-- START --

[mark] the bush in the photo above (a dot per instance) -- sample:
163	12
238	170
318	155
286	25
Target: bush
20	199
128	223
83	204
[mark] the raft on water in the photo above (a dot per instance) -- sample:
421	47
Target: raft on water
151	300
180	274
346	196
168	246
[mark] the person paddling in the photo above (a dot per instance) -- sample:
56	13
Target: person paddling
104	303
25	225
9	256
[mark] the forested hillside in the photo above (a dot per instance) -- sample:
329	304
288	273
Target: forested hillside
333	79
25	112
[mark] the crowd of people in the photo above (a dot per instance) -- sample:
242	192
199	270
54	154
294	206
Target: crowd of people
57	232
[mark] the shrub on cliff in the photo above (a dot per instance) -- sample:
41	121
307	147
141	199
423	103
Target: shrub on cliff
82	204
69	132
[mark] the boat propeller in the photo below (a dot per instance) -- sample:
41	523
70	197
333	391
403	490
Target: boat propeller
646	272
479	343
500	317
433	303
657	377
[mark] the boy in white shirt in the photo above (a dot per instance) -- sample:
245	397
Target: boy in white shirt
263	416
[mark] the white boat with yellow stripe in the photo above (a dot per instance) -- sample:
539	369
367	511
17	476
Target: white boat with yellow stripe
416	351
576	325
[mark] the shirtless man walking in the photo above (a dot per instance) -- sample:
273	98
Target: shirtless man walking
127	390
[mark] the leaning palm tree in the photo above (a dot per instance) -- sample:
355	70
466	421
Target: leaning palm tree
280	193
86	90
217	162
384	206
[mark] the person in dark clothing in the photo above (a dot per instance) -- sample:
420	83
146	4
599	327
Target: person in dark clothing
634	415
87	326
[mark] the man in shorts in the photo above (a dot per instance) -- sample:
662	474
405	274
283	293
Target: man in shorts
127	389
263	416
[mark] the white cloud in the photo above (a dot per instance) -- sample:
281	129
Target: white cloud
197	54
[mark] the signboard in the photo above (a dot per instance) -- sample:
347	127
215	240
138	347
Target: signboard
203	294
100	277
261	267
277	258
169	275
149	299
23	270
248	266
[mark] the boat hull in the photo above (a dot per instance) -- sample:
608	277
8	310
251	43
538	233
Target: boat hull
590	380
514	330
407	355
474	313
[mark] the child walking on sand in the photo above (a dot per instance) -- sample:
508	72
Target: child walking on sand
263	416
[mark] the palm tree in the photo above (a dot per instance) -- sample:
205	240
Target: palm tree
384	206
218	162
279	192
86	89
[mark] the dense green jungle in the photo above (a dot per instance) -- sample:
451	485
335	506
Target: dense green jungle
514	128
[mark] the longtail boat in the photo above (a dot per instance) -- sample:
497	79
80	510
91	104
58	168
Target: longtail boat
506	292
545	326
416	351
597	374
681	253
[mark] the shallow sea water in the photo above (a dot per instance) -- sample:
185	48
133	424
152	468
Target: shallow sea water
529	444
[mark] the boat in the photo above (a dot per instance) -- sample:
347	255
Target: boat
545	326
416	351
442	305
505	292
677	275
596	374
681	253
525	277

-- END --

■ PROMPT
Your task is to repeat every line exactly.

■ RESPONSE TO THE TASK
[mark] the bush in the photo above (a dot per instance) -- sample:
163	12
238	170
318	155
286	25
Target: bush
20	199
128	223
83	204
[mark] the raft on water in the photo above (a dot per instance) -- sample:
421	47
Target: raft on water
151	300
180	274
346	196
168	246
[mark] the person paddling in the photo above (a dot per instance) -- sample:
56	13
Target: person paddling
104	303
25	225
9	256
[mark] the forested hillside in the photo above (a dot per instance) -- sample:
329	304
288	273
Target: forested hillside
333	79
25	112
[mark] the crowd of people in the photo above (a dot per instance) -- sample:
242	192
199	270
54	154
294	206
Target: crowd of people
57	232
[mark] the shrub on cliff in the photo above (a dot per instance) -- sample:
41	121
307	147
141	199
423	103
Target: shrub on cliff
82	204
69	132
[mark] the boat propeller in the photo below (a dot per instance) -- sample:
41	523
70	197
333	391
403	490
Target: boat propeller
646	272
479	343
500	317
433	303
657	377
[mark] the boy in white shirt in the photo above (a dot per instance) -- sample:
245	397
Target: boy in white shirt
263	416
[mark] the white boat with yellow stripe in the photo above (a dot per instance) -- sample:
539	369
367	511
17	476
Target: white boat with yellow stripe
416	351
576	325
[mark] the shirtless man walking in the photo above (a dot per instance) -- sample:
273	98
Target: shirtless man walking
127	390
[mark] the leaning palm tree in the photo above (a dot per instance) -- sample:
355	70
466	421
Target: leaning palm tree
280	193
86	90
217	162
384	206
[mark] the person in dark clothing in the photo above (a dot per instance) -- sample:
420	83
146	4
599	327
Target: person in dark clothing
634	415
87	326
[mark] the man in shorts in the photo above (a dot per instance) -- sample:
662	474
405	274
283	293
Target: man in shorts
127	389
263	416
[mark] the white cloud in the photo above (a dot per instance) -- sample:
281	129
Target: white cloud
197	54
[mark] the signboard in the photo above (a dot per instance) -- sample:
347	127
215	240
138	347
Target: signboard
203	294
100	277
261	267
277	258
169	275
149	299
23	270
248	266
[mark] the boat hull in the photo above (a dot per instance) -- sample:
608	277
8	310
251	43
538	233
Target: boat hull
590	380
514	330
407	355
474	313
[mark] the child walking on sand in the photo above (a dot per instance) -- sample:
508	72
Target: child walking on sand
263	416
[mark] the palm tree in the photo above (a dot per instance) -- sample:
205	240
Target: palm tree
384	206
218	162
279	192
86	89
[mark] the dense green jungle in the photo above (a dot per instance) -- sample:
451	485
335	506
Target: dense green jungle
514	128
[mark] the longtail boat in the photo above (a dot per instance) -- sample:
497	79
80	510
91	104
58	168
Target: longtail boat
506	292
545	326
416	351
597	374
681	253
[mark] the shallow sea water in the photo above (a dot per instance) -- sample:
185	48
133	424
152	468
Target: shallow sea water
529	444
[mark] the boat in the photo above (a dot per instance) -- sample:
347	255
Target: boat
545	326
416	351
442	305
505	292
677	275
596	374
681	253
525	277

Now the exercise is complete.